The result should be every line of the listing that contains "tile".
▼
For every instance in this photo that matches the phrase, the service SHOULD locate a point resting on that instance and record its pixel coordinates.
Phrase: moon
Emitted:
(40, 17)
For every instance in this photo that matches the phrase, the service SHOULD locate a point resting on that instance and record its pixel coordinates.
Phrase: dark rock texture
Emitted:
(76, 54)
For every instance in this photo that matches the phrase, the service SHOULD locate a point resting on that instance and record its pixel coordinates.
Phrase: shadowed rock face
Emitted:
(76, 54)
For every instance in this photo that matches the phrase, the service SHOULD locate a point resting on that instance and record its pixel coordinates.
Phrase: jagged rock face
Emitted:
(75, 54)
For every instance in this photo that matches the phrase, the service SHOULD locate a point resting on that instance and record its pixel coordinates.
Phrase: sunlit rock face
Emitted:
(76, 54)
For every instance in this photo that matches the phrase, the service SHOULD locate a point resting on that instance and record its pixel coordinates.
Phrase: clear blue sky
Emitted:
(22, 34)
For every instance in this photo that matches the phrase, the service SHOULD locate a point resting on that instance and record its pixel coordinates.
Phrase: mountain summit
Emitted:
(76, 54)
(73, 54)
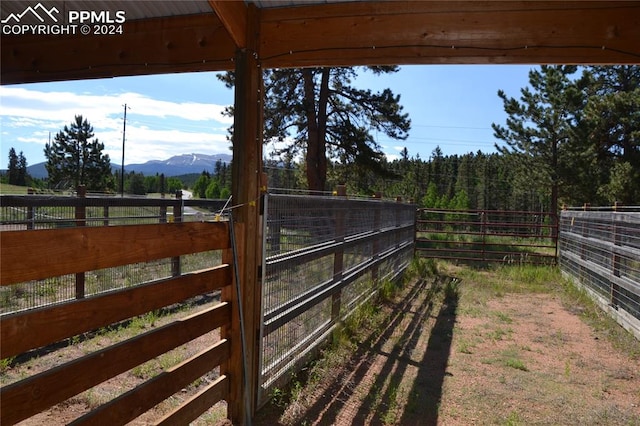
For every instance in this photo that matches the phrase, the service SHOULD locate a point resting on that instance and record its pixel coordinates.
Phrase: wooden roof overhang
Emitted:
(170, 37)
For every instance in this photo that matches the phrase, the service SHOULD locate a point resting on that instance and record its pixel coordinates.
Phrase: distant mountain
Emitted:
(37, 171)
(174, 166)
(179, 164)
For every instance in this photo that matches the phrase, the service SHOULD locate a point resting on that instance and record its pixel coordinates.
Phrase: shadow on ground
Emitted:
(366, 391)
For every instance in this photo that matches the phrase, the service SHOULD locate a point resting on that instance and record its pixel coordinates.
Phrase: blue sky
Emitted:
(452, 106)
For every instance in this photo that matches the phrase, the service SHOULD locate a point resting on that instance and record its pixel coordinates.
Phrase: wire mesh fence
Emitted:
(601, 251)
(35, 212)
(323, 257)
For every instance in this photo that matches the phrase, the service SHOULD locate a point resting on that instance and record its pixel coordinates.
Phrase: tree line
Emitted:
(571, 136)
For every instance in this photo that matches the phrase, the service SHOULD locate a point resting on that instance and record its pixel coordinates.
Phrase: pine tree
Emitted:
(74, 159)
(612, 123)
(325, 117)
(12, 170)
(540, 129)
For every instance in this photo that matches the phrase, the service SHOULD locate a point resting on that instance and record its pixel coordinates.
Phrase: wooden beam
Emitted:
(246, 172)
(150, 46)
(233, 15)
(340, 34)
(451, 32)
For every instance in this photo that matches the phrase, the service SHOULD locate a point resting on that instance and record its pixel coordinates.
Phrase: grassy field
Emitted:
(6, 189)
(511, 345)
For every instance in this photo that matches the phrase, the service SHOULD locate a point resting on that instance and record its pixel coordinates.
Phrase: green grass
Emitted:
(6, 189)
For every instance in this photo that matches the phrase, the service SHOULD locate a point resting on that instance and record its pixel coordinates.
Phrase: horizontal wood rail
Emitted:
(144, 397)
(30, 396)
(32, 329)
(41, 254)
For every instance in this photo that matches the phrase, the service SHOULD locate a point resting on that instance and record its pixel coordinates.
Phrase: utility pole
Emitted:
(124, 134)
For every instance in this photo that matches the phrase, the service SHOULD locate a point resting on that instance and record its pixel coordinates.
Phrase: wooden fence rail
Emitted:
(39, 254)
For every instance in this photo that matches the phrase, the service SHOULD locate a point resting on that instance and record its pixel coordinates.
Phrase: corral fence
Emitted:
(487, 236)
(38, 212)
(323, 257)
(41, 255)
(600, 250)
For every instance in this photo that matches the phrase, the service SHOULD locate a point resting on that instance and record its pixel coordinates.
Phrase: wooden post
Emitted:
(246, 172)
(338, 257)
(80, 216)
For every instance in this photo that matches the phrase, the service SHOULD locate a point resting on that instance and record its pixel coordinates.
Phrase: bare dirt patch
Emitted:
▲
▼
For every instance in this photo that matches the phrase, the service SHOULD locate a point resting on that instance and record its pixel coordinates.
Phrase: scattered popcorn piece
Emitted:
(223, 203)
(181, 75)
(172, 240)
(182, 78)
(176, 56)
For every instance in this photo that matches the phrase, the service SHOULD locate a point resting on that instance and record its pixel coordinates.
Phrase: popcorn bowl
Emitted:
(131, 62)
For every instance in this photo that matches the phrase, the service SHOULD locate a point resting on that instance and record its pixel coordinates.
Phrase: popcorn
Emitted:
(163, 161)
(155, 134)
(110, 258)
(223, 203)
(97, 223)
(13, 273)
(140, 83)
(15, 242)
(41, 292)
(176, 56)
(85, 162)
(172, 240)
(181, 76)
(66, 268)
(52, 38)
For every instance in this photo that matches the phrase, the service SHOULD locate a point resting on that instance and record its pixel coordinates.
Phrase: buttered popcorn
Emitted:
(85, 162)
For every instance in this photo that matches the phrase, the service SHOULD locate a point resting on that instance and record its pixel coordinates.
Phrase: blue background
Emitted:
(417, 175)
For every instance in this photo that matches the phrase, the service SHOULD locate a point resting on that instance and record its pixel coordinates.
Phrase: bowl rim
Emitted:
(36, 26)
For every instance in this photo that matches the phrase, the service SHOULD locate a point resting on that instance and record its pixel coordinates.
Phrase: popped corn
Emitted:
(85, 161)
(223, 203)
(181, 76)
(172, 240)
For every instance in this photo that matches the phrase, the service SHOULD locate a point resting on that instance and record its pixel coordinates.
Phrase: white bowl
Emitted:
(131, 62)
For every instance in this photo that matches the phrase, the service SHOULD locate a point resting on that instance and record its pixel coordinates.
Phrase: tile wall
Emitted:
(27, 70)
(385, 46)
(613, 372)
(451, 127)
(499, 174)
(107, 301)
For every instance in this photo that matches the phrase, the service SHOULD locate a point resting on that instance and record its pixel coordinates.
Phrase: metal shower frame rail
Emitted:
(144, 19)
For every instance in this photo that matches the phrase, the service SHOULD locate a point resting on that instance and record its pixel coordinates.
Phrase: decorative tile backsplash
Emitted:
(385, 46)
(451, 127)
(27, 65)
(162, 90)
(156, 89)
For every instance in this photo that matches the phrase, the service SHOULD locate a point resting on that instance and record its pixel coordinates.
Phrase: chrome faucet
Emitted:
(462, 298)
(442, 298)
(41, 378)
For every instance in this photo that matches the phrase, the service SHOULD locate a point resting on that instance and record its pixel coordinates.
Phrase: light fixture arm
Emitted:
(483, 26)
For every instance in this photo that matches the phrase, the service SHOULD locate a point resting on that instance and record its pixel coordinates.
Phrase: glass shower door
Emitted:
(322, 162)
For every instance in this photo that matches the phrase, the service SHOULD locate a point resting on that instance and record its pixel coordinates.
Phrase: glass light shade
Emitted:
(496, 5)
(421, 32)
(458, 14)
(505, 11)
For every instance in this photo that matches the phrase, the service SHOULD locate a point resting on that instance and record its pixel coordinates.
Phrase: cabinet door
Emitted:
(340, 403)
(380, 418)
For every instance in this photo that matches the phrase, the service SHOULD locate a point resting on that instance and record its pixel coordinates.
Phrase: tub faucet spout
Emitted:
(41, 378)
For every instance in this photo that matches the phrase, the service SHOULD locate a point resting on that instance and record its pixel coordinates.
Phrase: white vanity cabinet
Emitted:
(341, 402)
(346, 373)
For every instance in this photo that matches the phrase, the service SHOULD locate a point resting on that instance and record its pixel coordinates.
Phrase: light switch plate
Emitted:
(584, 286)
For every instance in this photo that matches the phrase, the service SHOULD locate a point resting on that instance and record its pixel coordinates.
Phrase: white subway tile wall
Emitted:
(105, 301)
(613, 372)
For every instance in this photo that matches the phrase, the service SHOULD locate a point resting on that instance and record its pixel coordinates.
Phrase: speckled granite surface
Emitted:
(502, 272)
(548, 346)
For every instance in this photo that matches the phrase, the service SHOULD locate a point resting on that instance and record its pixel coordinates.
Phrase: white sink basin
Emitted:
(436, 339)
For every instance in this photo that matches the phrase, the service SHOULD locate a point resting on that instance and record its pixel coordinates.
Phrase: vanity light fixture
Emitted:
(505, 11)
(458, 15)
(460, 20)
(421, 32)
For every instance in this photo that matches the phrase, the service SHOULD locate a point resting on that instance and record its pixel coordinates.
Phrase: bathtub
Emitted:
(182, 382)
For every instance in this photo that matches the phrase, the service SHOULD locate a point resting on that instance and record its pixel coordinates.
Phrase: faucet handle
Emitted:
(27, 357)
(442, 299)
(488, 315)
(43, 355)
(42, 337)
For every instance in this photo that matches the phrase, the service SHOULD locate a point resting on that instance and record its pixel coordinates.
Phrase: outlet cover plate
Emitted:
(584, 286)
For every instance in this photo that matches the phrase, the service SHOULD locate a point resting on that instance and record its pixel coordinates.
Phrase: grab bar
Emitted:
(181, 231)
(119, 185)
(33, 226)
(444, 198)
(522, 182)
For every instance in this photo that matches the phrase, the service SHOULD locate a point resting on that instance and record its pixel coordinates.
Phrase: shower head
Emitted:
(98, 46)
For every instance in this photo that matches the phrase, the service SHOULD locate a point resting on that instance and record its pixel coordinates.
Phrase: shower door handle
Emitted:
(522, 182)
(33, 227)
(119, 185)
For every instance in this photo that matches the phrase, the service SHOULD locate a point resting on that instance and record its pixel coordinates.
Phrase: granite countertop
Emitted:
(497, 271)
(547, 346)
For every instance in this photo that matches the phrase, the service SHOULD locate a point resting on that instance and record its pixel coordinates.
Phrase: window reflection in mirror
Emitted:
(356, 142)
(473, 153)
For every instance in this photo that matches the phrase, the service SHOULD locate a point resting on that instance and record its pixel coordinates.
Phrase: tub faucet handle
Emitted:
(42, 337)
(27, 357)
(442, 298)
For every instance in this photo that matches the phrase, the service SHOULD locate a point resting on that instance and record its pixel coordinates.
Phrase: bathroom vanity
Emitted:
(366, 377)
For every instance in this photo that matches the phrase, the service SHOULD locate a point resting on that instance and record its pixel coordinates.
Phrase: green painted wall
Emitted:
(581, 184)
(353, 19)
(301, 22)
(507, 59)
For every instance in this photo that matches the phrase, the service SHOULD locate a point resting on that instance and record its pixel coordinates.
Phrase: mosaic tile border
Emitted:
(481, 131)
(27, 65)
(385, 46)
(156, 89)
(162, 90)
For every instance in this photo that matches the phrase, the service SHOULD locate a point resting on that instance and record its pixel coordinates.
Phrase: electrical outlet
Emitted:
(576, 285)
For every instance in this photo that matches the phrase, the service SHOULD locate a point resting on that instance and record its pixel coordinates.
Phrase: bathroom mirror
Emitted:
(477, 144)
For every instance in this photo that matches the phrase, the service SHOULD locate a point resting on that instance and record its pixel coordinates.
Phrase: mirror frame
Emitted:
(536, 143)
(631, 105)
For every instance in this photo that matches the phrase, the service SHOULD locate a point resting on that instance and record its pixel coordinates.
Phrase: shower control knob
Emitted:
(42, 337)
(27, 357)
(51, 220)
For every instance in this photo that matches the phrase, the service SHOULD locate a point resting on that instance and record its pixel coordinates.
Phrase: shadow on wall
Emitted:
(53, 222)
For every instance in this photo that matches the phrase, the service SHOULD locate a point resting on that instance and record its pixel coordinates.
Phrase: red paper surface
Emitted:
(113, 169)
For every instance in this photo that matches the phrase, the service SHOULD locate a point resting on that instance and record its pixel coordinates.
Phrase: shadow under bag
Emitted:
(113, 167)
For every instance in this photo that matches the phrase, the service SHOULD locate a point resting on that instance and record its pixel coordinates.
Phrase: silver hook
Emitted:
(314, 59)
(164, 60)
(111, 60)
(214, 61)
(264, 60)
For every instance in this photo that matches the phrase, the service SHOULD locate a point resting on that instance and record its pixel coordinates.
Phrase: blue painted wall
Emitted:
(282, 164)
▲
**Your solution:**
Phrase: tile wall
Phrase: decorative tile backsplash
Phrase: white subway tile wall
Phrase: mosaic tile border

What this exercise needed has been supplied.